"""
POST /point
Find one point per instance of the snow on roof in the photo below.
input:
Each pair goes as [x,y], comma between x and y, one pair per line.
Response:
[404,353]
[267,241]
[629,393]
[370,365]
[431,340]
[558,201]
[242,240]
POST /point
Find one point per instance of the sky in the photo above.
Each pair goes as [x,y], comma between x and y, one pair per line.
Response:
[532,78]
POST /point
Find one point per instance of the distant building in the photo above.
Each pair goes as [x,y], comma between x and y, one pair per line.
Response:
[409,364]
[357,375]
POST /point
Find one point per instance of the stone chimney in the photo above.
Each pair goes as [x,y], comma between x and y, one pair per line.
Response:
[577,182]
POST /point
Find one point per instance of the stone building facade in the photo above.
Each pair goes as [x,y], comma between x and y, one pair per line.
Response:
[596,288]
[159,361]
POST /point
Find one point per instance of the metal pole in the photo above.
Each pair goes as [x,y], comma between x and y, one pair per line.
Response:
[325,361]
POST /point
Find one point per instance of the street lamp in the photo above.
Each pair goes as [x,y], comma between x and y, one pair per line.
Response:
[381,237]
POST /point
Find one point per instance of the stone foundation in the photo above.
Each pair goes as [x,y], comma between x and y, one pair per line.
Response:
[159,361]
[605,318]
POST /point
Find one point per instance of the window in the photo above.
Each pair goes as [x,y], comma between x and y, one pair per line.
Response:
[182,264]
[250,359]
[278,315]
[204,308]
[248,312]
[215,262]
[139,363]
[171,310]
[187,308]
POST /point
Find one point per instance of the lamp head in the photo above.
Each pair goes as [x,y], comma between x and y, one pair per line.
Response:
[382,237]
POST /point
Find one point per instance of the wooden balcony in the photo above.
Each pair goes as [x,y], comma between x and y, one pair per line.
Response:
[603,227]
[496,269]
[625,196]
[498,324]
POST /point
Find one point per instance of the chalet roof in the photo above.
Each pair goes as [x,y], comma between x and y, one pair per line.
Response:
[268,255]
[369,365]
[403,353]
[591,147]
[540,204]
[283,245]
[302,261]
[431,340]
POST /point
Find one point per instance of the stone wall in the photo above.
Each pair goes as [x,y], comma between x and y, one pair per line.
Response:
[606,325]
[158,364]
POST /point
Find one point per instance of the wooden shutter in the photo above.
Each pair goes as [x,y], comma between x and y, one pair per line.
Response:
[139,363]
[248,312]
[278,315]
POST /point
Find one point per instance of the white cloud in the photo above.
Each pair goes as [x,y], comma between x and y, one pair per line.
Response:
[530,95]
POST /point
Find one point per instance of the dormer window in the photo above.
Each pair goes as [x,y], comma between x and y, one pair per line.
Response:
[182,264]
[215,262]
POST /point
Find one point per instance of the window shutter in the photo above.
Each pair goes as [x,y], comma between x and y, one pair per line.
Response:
"""
* **Task to carry out**
Extract every line of the entries above that contains the string "building", matching case exactly.

* **Response to the exercise**
Find one point per instance of the distant building in the photo above.
Find one point per instance of the stone building facade in the photo above.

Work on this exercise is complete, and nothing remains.